[YOUR OBJECTIVE] Omit the pictures and retype only the lines from the one containing "point: the reflection of trees" through the end of the listing, both ends included.

## Start

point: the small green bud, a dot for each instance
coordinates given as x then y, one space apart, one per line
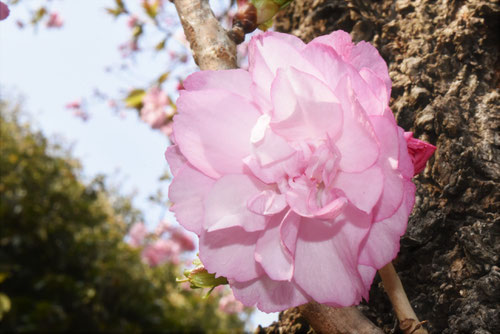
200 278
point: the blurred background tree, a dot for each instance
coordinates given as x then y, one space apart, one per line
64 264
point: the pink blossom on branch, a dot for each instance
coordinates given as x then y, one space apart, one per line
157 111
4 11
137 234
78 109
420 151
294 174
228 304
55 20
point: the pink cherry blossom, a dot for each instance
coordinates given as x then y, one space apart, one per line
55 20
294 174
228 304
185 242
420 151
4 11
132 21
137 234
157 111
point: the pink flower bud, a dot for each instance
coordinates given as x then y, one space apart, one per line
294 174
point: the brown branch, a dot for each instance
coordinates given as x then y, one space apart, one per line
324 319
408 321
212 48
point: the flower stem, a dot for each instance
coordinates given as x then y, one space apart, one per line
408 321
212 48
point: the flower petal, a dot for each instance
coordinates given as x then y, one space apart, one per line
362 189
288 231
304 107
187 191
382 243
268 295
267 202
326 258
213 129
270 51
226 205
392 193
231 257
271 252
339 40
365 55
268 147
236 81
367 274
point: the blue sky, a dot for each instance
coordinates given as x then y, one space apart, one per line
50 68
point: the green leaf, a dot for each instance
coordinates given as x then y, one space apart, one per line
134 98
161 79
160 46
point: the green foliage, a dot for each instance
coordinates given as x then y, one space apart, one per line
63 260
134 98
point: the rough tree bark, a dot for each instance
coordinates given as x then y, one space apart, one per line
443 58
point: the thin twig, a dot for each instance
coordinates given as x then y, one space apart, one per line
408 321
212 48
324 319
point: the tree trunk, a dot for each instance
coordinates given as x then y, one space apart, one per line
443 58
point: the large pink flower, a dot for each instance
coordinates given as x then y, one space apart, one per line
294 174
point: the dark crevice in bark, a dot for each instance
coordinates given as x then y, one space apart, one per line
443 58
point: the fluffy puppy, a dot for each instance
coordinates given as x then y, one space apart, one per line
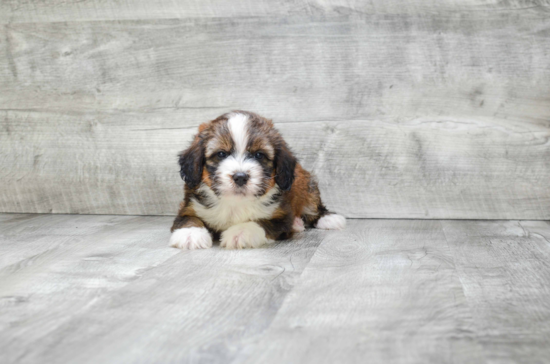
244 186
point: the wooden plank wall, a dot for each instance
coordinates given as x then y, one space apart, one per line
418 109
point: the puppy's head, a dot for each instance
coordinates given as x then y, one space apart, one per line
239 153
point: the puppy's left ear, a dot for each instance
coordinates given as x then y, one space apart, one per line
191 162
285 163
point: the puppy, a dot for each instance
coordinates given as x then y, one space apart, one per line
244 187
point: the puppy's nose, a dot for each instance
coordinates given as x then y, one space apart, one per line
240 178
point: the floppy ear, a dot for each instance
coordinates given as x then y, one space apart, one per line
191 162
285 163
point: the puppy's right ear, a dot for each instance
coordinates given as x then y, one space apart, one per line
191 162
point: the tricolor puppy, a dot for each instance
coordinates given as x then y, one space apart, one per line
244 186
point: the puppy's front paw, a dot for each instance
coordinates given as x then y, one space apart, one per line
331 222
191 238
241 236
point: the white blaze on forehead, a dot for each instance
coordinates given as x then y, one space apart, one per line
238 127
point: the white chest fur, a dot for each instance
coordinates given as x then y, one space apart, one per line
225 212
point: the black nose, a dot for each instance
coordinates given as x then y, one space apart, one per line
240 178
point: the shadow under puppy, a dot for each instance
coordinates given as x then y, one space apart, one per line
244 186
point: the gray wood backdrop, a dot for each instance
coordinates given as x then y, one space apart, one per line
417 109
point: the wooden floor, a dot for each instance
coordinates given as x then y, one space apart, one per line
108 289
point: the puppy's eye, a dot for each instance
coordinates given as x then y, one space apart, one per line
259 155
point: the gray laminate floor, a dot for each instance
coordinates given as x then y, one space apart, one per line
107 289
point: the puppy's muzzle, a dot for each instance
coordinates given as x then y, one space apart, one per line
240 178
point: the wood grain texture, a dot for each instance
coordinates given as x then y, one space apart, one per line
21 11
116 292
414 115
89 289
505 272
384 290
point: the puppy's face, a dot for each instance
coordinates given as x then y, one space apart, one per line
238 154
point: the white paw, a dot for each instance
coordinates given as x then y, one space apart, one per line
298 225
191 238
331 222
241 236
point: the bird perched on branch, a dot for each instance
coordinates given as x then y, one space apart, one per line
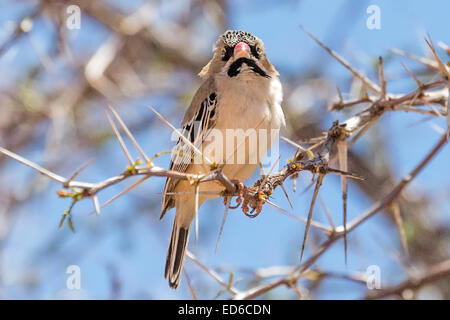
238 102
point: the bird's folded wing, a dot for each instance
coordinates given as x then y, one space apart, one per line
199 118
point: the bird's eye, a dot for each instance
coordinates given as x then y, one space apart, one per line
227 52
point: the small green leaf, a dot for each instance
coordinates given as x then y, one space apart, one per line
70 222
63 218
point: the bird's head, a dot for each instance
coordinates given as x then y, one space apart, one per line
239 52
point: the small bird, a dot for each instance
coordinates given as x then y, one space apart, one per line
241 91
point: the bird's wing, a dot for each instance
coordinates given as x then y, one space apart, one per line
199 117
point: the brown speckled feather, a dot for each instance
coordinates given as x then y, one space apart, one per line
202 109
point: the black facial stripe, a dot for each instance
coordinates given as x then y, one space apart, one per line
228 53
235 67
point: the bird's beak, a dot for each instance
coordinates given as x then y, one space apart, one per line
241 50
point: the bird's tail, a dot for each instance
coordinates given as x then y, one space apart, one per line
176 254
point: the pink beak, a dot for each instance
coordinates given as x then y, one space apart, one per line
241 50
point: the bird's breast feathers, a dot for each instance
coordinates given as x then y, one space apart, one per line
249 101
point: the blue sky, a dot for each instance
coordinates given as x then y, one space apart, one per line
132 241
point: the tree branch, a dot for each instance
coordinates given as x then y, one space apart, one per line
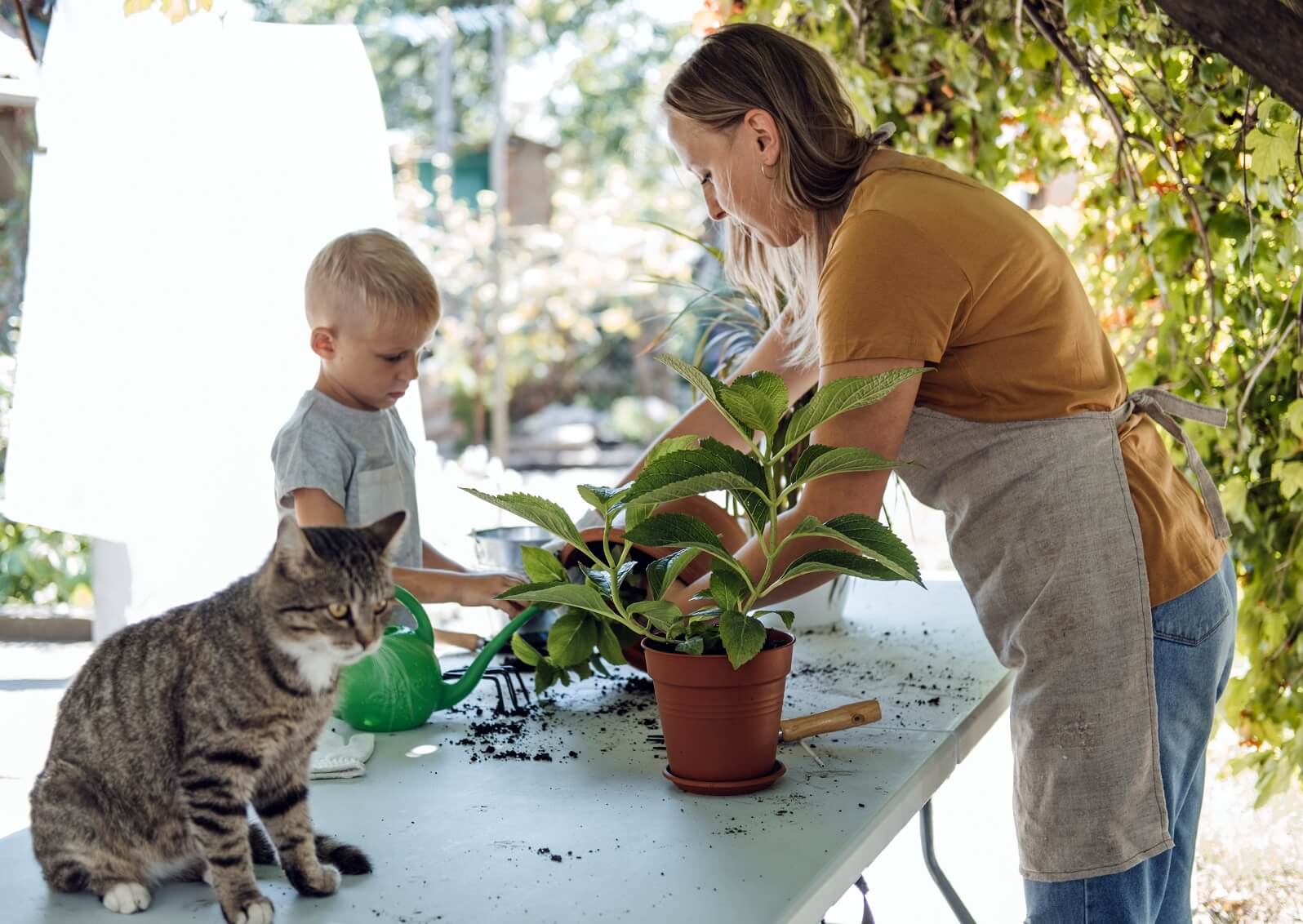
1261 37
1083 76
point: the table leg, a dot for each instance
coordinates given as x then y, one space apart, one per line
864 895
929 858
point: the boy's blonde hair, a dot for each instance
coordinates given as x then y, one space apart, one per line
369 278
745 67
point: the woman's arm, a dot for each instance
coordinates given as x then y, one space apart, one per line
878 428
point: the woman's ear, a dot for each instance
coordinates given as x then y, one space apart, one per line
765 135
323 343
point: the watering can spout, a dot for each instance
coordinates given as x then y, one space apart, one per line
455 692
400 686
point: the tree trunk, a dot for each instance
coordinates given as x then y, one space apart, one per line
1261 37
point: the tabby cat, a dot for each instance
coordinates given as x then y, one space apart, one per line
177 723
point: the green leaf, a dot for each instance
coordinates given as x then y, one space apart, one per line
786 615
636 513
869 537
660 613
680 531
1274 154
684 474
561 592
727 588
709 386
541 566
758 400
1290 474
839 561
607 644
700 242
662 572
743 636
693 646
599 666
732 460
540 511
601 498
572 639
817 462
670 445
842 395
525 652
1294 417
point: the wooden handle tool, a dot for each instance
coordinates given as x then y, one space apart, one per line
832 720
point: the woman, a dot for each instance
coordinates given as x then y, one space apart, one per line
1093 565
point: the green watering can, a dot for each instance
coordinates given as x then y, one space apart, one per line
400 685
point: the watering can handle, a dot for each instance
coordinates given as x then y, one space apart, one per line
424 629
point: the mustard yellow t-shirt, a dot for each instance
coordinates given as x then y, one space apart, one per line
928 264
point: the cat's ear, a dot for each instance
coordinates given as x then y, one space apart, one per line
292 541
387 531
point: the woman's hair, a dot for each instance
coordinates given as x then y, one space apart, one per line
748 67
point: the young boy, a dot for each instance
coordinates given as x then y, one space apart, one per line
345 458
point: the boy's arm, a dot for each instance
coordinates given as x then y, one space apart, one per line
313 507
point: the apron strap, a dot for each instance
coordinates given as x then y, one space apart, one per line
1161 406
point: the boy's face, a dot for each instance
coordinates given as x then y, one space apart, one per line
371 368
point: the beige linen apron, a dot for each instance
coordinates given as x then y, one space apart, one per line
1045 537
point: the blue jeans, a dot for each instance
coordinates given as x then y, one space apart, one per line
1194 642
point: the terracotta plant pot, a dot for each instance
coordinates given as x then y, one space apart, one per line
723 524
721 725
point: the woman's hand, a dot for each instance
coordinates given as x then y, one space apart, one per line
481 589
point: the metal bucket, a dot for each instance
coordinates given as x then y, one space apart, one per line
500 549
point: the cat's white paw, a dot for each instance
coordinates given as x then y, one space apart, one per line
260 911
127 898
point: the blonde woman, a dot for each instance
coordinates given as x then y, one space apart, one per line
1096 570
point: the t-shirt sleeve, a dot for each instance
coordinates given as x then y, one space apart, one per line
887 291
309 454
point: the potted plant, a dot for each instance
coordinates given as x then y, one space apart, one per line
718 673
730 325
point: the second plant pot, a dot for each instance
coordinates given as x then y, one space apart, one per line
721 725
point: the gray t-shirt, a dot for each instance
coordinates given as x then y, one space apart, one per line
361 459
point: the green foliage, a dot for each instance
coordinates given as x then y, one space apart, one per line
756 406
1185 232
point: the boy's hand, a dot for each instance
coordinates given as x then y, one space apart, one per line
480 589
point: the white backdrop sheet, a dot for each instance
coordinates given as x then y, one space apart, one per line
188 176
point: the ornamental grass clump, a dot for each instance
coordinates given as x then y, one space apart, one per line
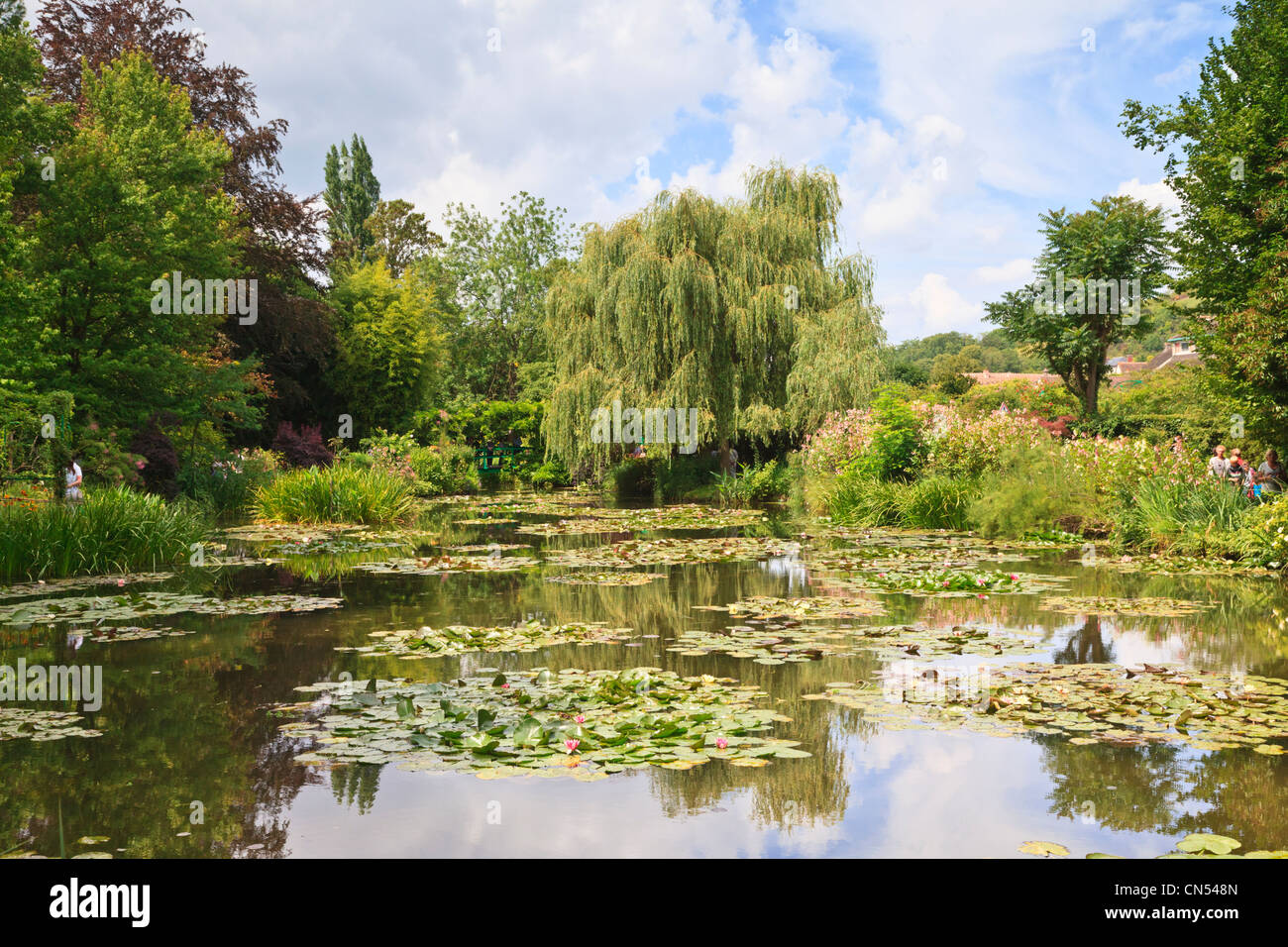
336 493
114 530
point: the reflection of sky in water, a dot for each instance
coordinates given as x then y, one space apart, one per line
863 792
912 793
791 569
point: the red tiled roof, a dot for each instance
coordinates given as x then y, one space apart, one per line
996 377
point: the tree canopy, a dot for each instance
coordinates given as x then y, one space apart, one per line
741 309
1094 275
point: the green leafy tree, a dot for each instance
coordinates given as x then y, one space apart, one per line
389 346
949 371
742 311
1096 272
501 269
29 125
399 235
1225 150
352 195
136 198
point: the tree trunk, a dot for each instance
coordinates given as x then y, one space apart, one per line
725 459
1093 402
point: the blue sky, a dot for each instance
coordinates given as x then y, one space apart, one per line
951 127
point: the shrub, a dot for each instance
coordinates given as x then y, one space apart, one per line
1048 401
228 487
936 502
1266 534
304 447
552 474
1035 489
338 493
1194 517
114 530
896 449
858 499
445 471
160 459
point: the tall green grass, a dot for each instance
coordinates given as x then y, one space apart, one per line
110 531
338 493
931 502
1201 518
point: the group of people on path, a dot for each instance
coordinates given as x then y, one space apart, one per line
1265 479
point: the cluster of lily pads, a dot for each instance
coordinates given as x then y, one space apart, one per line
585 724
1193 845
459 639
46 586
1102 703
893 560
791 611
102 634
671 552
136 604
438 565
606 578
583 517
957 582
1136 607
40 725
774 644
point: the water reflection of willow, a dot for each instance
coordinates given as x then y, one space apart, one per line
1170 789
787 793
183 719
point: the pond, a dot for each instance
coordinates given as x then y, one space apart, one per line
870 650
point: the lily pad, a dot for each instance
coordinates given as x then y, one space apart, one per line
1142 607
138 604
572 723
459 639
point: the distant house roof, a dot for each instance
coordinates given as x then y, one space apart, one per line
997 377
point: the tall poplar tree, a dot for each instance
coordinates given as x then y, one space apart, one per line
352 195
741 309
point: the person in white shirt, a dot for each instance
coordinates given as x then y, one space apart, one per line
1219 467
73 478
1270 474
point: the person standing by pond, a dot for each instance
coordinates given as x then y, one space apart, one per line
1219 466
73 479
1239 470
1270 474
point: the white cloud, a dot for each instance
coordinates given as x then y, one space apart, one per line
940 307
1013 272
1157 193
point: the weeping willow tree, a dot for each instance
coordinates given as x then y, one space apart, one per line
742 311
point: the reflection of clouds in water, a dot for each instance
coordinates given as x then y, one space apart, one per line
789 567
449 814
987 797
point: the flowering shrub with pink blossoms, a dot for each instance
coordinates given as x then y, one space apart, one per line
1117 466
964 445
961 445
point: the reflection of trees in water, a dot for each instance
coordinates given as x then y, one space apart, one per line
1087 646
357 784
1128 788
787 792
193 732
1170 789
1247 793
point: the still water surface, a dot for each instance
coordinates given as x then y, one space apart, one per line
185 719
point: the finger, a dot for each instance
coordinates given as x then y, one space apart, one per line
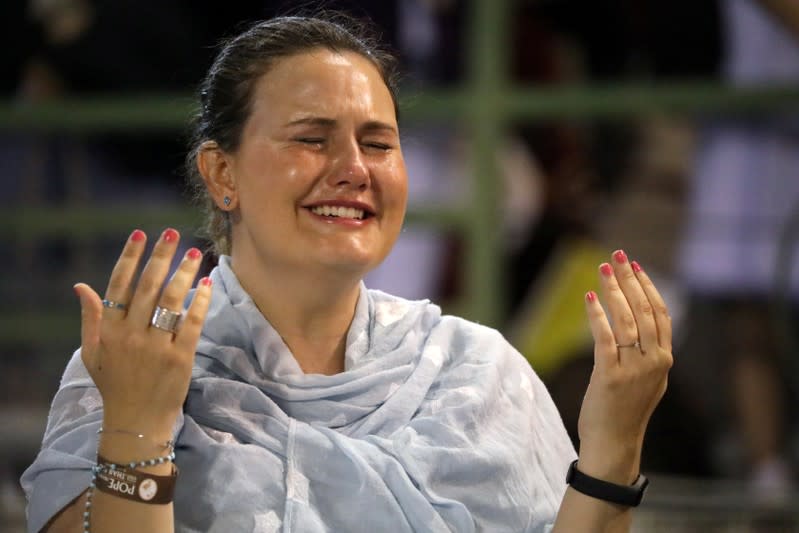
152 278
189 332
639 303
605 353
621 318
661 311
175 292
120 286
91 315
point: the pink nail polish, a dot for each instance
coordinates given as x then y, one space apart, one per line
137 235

## End

[THE RESPONSE]
point: the reflection of trees in water, a dot for each instance
coordinates given as x then y, one space apart, one per line
1087 646
357 784
1128 788
787 792
193 732
1170 789
1247 793
point: the still water surface, a dot for each instance
coordinates given as x then y, one space apart, one per line
185 719
point: the finger, a dot for each instance
coordinates given as x then y, one space apart, one per line
152 278
189 332
639 303
605 353
621 318
661 311
175 292
120 286
91 315
point: the pink nail polish, a dot for each instance
coordinates given as x then y, one space apart, one per line
137 235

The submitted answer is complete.